◆ **Source records**:
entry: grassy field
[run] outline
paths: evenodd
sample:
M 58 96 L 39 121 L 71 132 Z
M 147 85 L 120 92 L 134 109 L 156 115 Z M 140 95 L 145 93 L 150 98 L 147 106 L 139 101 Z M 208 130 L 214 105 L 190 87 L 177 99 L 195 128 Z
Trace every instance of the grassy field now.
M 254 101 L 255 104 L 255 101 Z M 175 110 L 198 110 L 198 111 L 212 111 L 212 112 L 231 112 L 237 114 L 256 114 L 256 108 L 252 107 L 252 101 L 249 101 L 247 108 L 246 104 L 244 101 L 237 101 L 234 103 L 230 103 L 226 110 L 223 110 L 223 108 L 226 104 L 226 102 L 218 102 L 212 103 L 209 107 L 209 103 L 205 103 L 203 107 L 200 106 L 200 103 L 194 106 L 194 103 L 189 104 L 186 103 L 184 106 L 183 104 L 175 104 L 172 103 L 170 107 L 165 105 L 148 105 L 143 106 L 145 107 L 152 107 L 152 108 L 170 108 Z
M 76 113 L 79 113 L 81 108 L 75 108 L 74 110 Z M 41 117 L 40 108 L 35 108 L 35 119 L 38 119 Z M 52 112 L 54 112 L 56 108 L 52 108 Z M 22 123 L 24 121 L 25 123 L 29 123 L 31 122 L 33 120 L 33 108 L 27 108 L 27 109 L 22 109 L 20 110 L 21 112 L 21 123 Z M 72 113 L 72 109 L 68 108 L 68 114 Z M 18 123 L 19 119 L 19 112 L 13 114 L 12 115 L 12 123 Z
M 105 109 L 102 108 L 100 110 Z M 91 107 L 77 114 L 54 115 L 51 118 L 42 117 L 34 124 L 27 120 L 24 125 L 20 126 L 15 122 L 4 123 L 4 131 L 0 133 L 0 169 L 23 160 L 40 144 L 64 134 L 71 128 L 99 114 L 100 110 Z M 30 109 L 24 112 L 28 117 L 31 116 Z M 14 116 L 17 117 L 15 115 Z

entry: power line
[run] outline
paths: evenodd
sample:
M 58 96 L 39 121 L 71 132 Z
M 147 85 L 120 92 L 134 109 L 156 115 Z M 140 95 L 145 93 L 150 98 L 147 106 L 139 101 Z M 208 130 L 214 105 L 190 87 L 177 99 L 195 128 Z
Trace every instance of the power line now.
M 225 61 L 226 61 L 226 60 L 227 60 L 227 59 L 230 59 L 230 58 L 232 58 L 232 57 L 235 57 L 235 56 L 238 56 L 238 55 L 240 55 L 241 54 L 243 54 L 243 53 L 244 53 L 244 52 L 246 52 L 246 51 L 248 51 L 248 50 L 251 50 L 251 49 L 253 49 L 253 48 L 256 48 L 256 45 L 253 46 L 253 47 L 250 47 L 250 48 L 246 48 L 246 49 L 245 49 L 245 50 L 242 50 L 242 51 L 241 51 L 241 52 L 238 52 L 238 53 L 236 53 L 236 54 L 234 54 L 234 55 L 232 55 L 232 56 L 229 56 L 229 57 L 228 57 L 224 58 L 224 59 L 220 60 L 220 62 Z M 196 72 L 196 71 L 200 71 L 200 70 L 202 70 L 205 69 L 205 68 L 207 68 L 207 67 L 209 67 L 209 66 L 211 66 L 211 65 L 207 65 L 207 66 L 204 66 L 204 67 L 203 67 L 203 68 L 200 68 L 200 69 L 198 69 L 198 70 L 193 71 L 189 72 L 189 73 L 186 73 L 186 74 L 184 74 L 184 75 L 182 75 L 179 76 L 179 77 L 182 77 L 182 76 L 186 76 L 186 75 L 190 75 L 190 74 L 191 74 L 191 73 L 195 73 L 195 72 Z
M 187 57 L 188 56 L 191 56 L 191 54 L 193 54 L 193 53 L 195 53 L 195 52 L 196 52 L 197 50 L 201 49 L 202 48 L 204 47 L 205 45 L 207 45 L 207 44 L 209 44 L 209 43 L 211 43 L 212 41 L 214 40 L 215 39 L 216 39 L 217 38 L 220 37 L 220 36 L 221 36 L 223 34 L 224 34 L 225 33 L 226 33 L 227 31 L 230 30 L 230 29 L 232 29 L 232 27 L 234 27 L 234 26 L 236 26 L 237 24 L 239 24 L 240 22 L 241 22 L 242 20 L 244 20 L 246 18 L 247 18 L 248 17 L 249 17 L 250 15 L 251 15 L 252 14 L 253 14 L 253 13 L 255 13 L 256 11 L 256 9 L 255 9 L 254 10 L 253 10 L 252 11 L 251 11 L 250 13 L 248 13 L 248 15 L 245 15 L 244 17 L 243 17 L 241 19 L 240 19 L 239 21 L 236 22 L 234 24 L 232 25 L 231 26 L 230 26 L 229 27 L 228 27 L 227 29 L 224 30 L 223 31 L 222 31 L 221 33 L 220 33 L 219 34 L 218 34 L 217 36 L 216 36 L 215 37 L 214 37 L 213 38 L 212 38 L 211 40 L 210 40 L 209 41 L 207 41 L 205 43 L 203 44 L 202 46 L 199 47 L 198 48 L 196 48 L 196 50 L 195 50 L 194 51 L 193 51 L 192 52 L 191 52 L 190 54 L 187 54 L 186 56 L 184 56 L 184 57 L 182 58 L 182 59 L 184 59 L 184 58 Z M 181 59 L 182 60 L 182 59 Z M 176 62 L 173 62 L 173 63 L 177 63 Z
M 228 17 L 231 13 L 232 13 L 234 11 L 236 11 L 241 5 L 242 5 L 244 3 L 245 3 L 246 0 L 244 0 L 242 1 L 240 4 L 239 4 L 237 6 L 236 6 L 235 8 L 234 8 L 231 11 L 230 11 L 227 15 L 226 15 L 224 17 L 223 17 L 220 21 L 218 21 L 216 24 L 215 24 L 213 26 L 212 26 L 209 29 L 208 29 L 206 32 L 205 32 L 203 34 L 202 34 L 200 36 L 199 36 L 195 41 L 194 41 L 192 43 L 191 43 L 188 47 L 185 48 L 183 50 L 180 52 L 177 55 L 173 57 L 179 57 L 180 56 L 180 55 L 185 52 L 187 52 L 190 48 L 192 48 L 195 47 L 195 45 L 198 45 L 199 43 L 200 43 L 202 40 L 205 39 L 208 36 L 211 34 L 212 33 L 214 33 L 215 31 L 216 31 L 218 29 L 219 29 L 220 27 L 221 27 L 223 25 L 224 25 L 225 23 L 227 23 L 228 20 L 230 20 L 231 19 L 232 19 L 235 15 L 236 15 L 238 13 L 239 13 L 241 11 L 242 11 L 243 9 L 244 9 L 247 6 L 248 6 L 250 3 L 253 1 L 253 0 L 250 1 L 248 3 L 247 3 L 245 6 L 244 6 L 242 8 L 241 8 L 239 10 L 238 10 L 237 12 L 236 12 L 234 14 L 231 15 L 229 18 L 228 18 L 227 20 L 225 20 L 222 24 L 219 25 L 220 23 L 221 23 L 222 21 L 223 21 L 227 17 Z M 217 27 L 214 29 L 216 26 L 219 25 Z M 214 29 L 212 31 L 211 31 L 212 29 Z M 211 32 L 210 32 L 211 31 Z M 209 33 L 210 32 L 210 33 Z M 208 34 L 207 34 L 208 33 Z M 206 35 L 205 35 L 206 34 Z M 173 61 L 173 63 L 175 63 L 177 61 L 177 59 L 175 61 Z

◆ **Set exercise**:
Copy out every line of the data above verbatim, with no changes.

◆ **Final result**:
entry: grassy field
[run] outline
paths: evenodd
sample:
M 58 96 L 39 121 L 71 132 Z
M 147 85 L 120 92 L 134 109 L 156 115 Z M 140 95 L 145 93 L 150 98 L 147 106 L 139 101 Z M 208 130 L 214 105 L 190 87 L 177 99 L 195 128 Z
Trace every instance of the grassy field now.
M 254 101 L 255 104 L 255 101 Z M 175 110 L 198 110 L 198 111 L 212 111 L 212 112 L 231 112 L 237 114 L 256 114 L 256 108 L 252 107 L 252 101 L 249 101 L 247 108 L 246 104 L 244 101 L 237 101 L 234 103 L 230 103 L 226 110 L 223 110 L 223 108 L 226 104 L 226 102 L 218 102 L 212 103 L 209 107 L 209 103 L 205 103 L 203 107 L 200 106 L 200 103 L 194 106 L 194 103 L 189 104 L 186 103 L 184 106 L 183 104 L 175 104 L 172 103 L 170 107 L 165 105 L 148 105 L 143 106 L 145 107 L 152 107 L 152 108 L 170 108 Z
M 76 113 L 79 113 L 81 108 L 75 108 L 74 110 Z M 41 117 L 40 108 L 35 108 L 35 119 L 38 119 Z M 52 112 L 54 112 L 56 108 L 52 108 Z M 22 123 L 24 121 L 25 123 L 29 123 L 31 122 L 33 120 L 33 108 L 27 108 L 27 109 L 22 109 L 20 110 L 21 112 L 21 123 Z M 72 113 L 72 109 L 68 108 L 68 114 Z M 18 123 L 19 119 L 19 112 L 13 114 L 12 115 L 12 123 Z
M 105 109 L 102 108 L 100 110 Z M 91 107 L 77 114 L 54 115 L 51 118 L 42 117 L 34 124 L 27 120 L 24 125 L 20 126 L 15 122 L 4 123 L 4 131 L 0 133 L 0 169 L 23 160 L 40 144 L 64 134 L 71 128 L 99 114 L 100 110 Z M 30 109 L 24 112 L 28 117 L 31 116 Z M 14 116 L 17 117 L 15 115 Z

entry: power line
[run] outline
paths: evenodd
sample:
M 58 96 L 39 121 L 71 132 Z
M 147 85 L 120 92 L 134 109 L 156 115 Z M 140 95 L 145 93 L 150 98 L 147 106 L 139 101 Z M 208 130 L 214 105 L 190 87 L 177 99 L 195 128 Z
Trace every instance of the power line now.
M 225 61 L 226 61 L 226 60 L 227 60 L 227 59 L 230 59 L 230 58 L 232 58 L 232 57 L 235 57 L 235 56 L 238 56 L 238 55 L 240 55 L 241 54 L 243 54 L 243 53 L 244 53 L 244 52 L 246 52 L 246 51 L 248 51 L 248 50 L 251 50 L 251 49 L 253 49 L 253 48 L 256 48 L 256 45 L 253 46 L 253 47 L 250 47 L 250 48 L 246 48 L 246 49 L 245 49 L 245 50 L 242 50 L 242 51 L 241 51 L 241 52 L 238 52 L 238 53 L 236 53 L 236 54 L 234 54 L 234 55 L 232 55 L 232 56 L 229 56 L 229 57 L 228 57 L 224 58 L 224 59 L 220 60 L 220 62 Z M 196 72 L 196 71 L 200 71 L 200 70 L 202 70 L 205 69 L 205 68 L 207 68 L 207 67 L 209 67 L 209 66 L 211 66 L 211 65 L 207 65 L 207 66 L 204 66 L 204 67 L 203 67 L 203 68 L 200 68 L 200 69 L 198 69 L 198 70 L 193 71 L 189 72 L 189 73 L 186 73 L 186 74 L 184 74 L 184 75 L 182 75 L 179 76 L 179 77 L 182 77 L 182 76 L 186 76 L 186 75 L 190 75 L 190 74 L 191 74 L 191 73 L 195 73 L 195 72 Z
M 187 57 L 188 56 L 191 56 L 191 54 L 193 54 L 193 53 L 195 53 L 195 52 L 196 52 L 197 50 L 201 49 L 202 48 L 204 47 L 205 45 L 207 45 L 207 44 L 209 44 L 209 43 L 211 43 L 212 41 L 214 40 L 215 39 L 216 39 L 217 38 L 220 37 L 220 36 L 221 36 L 223 34 L 224 34 L 225 33 L 226 33 L 227 31 L 230 30 L 230 29 L 232 29 L 232 27 L 234 27 L 234 26 L 236 26 L 237 24 L 239 24 L 240 22 L 241 22 L 242 20 L 244 20 L 246 18 L 247 18 L 248 17 L 249 17 L 250 15 L 251 15 L 252 14 L 253 14 L 253 13 L 255 13 L 256 11 L 256 9 L 255 9 L 254 10 L 253 10 L 252 11 L 251 11 L 250 13 L 248 13 L 248 15 L 245 15 L 244 17 L 243 17 L 241 19 L 240 19 L 239 21 L 236 22 L 234 24 L 232 25 L 231 26 L 230 26 L 229 27 L 228 27 L 227 29 L 224 30 L 223 31 L 222 31 L 221 33 L 220 33 L 219 34 L 218 34 L 217 36 L 216 36 L 215 37 L 214 37 L 213 38 L 212 38 L 211 40 L 210 40 L 209 41 L 207 41 L 205 43 L 203 44 L 202 46 L 199 47 L 198 48 L 196 48 L 196 50 L 195 50 L 194 51 L 193 51 L 192 52 L 191 52 L 190 54 L 187 54 L 186 56 L 184 56 L 184 57 L 182 58 L 182 59 L 184 59 L 184 58 Z M 181 59 L 182 60 L 182 59 Z M 176 62 L 173 62 L 173 63 L 177 63 Z
M 228 17 L 231 13 L 232 13 L 234 11 L 236 11 L 241 5 L 242 5 L 244 3 L 245 3 L 246 0 L 244 0 L 242 1 L 240 4 L 239 4 L 237 6 L 236 6 L 235 8 L 234 8 L 231 11 L 230 11 L 227 15 L 226 15 L 224 17 L 223 17 L 220 21 L 218 21 L 216 24 L 215 24 L 213 26 L 212 26 L 209 29 L 208 29 L 206 32 L 205 32 L 203 34 L 202 34 L 200 36 L 199 36 L 195 41 L 194 41 L 192 43 L 191 43 L 188 47 L 185 48 L 183 50 L 180 52 L 177 55 L 173 57 L 179 57 L 180 56 L 180 55 L 185 52 L 187 52 L 190 48 L 192 48 L 195 47 L 195 45 L 198 45 L 199 43 L 200 43 L 202 40 L 205 39 L 208 36 L 211 34 L 212 33 L 214 33 L 215 31 L 216 31 L 218 29 L 219 29 L 220 27 L 221 27 L 223 25 L 224 25 L 225 23 L 227 23 L 228 20 L 230 20 L 231 19 L 232 19 L 235 15 L 236 15 L 238 13 L 239 13 L 241 11 L 242 11 L 243 9 L 244 9 L 247 6 L 248 6 L 250 3 L 253 1 L 253 0 L 250 1 L 248 3 L 247 3 L 245 6 L 244 6 L 242 8 L 241 8 L 239 10 L 238 10 L 237 12 L 236 12 L 234 14 L 231 15 L 229 18 L 228 18 L 227 20 L 225 20 L 222 24 L 219 25 L 220 23 L 221 23 L 222 21 L 223 21 L 227 17 Z M 217 27 L 214 29 L 216 26 L 219 25 Z M 214 29 L 212 31 L 211 31 L 212 29 Z M 211 32 L 210 32 L 211 31 Z M 209 33 L 210 32 L 210 33 Z M 208 34 L 207 34 L 208 33 Z M 206 35 L 205 35 L 206 34 Z M 173 61 L 173 63 L 175 63 L 177 61 L 177 59 L 175 61 Z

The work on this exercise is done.